Task
Find each line in the material below that contains the string "riding" and copy those lines out in full. Case matters.

Data for this task
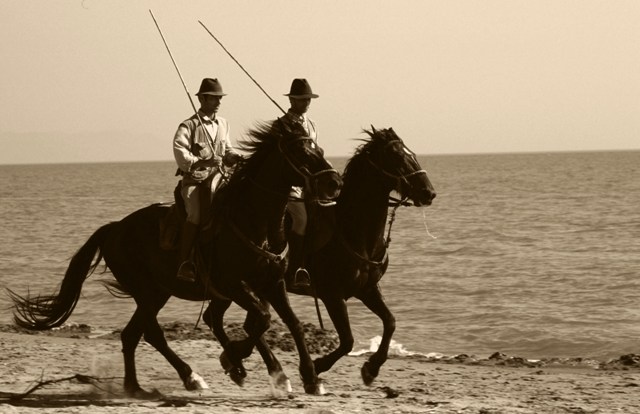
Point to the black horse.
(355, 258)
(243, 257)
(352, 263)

==

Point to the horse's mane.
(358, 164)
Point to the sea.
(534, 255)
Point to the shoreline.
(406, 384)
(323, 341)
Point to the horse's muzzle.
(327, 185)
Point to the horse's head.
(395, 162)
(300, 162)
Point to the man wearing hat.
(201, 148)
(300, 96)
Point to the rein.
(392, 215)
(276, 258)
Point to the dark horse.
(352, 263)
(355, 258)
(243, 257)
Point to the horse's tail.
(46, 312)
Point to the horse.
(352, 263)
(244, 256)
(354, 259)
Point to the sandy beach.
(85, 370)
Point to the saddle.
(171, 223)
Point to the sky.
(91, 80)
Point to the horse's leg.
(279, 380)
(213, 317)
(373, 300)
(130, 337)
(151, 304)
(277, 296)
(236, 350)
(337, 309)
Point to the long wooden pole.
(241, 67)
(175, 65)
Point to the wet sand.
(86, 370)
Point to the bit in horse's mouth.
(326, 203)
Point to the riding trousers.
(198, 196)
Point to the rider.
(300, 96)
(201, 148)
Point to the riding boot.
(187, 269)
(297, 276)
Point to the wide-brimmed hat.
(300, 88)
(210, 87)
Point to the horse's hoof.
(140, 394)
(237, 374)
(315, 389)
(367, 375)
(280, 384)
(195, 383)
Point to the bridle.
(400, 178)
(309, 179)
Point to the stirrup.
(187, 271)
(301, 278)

Result of this exercise
Point to the riding trousers.
Point to the riding boot.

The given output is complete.